Aim → Reproduce verbatim the stretch of the holiday genre-meshing text from "Thematically, it isn’t" through "with international acts.".

Passage provided →
◇ ◇ ◇ ◇ ◇

Genre-meshing, holiday style
Musically, it’s a departure from their previous works. They blended free jazz and instrumentation with a psychedelic edge. There are surreal and melancholic undertones in the title track, “Fruitcake,” and a tongue-in-cheek bite in “Styrosnow.” “Lightyears,” on the other hand, strikes a sweet spot between the pop rock sound they had perfected and the spacey, atmospheric textures that would appear more prominently in their later albums.
Thematically, it isn’t so much a collection of carols as it is a critique of holiday consumerism wrapped in a Technicolor dream. But perhaps the most jarring change for many is the absence of Tagalog songs, which were then seen as the band’s attempt to align themselves with international acts.
While the Eraserheads treated their Christmas album as an explicit challenge, Carey—whose natural inclinations toward hip-hop and “urban” music had been suppressed to maintain her mass market appeal—used hers as an opportunity to incorporate those tendencies without completely rocking the boat.
Just as she had previously slipped in snippets of genres she loved that didn’t fit the label’s desired output—sampling “Blind Alley” by The Emotions in “Dreamlover,” for example—Carey used the sheen of the holiday format to infuse soul, gospel, and even dance music into her original songs and covers of well-loved holiday tunes.
Her take on “Joy to the World” feels almost like a church club jam, with Carey interplaying traditional Christian hymns with ’70s pop rock and ’90s house music. “All I Want for Christmas Is You,” now a bona fide classic, may be overplayed to retail workers’ irritation, but it remains a study in harmonic nostalgia by way of Wall of Sound production, and ultimately, a testament that she could write new songs that felt like they had existed forever.

◇ ◇ ◇ ◇ ◇

Dataset items →
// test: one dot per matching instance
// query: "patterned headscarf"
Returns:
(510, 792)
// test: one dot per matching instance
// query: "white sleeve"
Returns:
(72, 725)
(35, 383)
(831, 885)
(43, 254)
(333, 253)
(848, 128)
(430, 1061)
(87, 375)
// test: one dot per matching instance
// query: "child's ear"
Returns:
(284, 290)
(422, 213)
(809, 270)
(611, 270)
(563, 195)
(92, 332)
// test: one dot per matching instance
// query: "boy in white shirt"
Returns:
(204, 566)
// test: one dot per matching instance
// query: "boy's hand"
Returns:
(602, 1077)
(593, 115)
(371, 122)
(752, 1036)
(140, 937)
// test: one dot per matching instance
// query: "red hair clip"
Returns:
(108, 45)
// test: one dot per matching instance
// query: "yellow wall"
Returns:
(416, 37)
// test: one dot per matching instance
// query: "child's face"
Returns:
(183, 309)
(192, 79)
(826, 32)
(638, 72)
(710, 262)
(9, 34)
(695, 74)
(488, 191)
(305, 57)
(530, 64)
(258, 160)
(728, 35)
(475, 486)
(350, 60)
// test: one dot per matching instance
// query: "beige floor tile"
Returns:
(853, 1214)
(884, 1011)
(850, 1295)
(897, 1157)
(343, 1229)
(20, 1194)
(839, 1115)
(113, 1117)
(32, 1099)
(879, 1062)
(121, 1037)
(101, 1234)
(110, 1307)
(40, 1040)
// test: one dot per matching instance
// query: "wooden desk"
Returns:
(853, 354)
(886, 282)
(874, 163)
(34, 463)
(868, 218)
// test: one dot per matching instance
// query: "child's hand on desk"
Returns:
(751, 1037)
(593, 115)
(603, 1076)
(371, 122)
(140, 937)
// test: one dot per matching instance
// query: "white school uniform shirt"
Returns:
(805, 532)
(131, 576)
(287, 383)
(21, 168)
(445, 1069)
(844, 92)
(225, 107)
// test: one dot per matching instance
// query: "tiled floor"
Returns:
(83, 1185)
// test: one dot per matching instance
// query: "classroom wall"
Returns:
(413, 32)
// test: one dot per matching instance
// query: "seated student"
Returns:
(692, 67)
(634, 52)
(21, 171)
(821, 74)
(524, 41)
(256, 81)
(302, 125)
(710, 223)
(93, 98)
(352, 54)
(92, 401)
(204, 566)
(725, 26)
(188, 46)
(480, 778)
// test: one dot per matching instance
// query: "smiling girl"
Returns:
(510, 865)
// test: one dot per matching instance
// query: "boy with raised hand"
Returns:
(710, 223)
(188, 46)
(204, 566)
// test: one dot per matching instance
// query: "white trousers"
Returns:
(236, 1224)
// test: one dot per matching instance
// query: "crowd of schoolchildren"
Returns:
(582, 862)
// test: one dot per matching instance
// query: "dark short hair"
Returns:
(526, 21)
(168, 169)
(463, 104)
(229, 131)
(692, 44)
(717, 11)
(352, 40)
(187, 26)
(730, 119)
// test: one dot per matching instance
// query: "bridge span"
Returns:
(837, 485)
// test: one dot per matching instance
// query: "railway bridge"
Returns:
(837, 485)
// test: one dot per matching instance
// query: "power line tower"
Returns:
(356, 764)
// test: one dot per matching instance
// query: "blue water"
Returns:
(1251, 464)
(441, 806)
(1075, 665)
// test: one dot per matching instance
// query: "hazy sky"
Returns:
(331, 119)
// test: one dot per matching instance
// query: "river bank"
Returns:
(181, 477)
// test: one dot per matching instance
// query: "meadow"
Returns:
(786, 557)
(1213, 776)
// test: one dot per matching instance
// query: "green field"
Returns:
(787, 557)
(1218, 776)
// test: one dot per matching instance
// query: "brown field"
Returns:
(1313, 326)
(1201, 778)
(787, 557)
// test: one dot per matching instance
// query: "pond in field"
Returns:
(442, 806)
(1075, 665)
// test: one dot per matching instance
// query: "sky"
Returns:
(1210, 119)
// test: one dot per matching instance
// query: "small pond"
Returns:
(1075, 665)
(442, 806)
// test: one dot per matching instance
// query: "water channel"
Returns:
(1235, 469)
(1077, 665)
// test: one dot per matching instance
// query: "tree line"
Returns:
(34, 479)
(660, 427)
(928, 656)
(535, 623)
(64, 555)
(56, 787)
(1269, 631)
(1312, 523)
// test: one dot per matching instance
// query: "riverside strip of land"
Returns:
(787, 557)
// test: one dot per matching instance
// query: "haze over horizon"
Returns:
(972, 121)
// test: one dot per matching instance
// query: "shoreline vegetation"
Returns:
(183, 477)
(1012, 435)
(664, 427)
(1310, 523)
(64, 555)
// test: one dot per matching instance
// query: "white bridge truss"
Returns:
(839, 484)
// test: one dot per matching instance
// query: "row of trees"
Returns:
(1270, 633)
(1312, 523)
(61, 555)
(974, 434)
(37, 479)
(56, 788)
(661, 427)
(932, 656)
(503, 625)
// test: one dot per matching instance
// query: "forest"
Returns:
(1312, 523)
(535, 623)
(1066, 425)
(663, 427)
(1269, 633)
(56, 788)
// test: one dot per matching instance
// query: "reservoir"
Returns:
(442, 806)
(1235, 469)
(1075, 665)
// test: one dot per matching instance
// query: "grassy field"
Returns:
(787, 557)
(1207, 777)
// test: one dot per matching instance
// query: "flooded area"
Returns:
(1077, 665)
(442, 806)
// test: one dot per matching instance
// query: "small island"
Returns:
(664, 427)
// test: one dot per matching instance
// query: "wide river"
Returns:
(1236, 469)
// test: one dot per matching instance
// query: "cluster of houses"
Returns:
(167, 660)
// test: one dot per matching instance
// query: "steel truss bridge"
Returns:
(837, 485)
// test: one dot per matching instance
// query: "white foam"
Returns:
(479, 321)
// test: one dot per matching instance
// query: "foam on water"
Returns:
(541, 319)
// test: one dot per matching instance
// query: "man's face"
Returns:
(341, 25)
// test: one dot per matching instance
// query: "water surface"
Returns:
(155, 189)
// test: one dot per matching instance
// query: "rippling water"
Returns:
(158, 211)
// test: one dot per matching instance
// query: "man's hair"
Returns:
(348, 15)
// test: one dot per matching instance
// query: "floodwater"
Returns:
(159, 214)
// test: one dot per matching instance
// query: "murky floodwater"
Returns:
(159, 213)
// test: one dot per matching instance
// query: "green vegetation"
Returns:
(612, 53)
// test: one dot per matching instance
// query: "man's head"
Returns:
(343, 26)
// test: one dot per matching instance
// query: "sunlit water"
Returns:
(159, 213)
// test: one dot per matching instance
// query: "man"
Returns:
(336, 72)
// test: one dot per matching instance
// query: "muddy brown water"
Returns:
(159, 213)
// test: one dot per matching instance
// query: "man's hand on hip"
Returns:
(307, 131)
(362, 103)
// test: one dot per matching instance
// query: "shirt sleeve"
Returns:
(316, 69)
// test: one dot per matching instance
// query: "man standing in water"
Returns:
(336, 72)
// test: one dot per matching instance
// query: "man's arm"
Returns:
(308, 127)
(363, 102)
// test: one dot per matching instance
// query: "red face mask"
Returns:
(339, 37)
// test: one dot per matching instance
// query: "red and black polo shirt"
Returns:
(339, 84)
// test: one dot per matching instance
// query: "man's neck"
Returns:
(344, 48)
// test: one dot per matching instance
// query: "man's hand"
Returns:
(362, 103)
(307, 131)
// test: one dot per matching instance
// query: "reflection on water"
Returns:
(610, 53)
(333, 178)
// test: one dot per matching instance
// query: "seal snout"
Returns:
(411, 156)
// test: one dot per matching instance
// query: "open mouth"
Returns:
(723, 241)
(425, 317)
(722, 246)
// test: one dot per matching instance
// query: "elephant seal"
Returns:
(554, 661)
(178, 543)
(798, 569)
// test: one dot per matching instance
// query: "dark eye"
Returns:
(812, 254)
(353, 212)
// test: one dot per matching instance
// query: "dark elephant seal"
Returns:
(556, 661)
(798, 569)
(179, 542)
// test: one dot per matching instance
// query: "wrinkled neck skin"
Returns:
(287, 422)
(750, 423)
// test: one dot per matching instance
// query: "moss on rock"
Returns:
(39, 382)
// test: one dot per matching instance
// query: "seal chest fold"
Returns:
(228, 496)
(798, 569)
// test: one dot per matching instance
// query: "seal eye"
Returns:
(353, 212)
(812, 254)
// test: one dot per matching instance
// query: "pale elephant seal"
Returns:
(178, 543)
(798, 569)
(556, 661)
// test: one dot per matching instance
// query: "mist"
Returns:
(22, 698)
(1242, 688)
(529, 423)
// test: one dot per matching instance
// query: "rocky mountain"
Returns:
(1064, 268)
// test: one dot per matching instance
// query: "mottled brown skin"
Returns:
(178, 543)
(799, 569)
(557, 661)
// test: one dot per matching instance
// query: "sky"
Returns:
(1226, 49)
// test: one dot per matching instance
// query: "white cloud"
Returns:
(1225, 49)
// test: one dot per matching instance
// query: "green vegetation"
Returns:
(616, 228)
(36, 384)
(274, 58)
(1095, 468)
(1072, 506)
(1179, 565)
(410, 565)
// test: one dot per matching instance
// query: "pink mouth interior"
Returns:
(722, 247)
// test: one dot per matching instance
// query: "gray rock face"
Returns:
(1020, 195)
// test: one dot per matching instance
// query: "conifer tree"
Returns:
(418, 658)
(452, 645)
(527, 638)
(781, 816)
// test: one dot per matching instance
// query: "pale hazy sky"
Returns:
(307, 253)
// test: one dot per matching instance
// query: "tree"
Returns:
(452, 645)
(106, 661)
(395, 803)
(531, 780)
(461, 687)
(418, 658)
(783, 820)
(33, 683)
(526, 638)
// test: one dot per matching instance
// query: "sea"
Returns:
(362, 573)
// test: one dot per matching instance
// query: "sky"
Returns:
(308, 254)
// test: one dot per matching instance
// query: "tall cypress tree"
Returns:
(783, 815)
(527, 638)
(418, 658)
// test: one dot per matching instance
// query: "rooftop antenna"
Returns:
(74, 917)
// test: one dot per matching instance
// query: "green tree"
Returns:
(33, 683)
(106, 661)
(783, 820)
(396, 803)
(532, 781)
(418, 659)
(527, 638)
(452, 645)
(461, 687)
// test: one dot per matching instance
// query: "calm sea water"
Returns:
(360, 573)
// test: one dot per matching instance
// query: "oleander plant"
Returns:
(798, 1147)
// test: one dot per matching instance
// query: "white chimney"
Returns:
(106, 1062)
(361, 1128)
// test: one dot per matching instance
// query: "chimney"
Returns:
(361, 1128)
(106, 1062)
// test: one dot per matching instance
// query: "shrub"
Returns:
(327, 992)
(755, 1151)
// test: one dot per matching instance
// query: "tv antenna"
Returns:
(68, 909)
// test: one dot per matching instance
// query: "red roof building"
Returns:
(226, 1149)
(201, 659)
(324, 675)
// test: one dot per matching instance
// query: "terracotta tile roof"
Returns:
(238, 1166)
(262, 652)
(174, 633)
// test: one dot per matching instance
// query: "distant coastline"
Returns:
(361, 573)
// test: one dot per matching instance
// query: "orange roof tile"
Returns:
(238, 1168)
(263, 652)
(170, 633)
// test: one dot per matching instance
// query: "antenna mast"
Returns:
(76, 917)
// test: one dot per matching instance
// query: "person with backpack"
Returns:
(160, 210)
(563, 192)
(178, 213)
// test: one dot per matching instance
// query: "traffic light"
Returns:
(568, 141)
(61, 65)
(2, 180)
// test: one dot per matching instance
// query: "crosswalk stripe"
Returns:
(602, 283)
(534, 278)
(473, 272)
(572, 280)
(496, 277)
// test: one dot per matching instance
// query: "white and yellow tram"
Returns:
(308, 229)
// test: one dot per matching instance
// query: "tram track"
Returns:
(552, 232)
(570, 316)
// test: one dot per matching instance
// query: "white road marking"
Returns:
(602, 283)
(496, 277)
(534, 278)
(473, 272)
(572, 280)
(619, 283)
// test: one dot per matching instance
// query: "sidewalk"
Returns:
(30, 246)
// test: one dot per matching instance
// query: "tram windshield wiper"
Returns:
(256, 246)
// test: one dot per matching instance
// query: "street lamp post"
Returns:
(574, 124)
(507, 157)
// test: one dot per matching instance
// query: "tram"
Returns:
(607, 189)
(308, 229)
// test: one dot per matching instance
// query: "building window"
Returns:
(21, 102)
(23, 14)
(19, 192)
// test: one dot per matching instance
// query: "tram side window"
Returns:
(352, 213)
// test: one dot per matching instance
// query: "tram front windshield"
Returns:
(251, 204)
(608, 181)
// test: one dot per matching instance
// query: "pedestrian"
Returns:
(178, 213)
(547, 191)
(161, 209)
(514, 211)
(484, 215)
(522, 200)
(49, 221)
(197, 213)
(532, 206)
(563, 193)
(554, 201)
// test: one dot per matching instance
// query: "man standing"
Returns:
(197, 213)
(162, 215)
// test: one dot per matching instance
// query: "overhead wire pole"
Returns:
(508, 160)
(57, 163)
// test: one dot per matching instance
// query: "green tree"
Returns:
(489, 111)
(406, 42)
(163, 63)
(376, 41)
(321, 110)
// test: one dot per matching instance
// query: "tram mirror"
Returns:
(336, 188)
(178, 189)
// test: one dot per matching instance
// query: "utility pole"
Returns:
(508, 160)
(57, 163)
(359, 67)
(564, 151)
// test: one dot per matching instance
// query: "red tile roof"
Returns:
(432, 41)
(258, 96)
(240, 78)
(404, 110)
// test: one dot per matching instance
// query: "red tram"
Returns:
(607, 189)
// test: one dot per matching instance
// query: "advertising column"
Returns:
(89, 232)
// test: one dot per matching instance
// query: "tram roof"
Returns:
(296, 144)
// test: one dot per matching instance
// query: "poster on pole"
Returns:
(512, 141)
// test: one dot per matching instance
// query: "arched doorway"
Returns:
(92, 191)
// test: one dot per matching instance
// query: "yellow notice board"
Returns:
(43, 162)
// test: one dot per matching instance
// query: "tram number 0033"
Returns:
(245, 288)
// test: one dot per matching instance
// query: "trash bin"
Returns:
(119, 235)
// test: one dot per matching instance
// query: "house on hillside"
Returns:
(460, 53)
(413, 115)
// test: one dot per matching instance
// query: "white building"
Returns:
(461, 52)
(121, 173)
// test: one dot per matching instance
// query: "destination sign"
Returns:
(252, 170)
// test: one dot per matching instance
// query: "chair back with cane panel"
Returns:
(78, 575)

◇ ◇ ◇ ◇ ◇

Reply →
Thematically, it isn’t so much a collection of carols as it is a critique of holiday consumerism wrapped in a Technicolor dream. But perhaps the most jarring change for many is the absence of Tagalog songs, which were then seen as the band’s attempt to align themselves with international acts.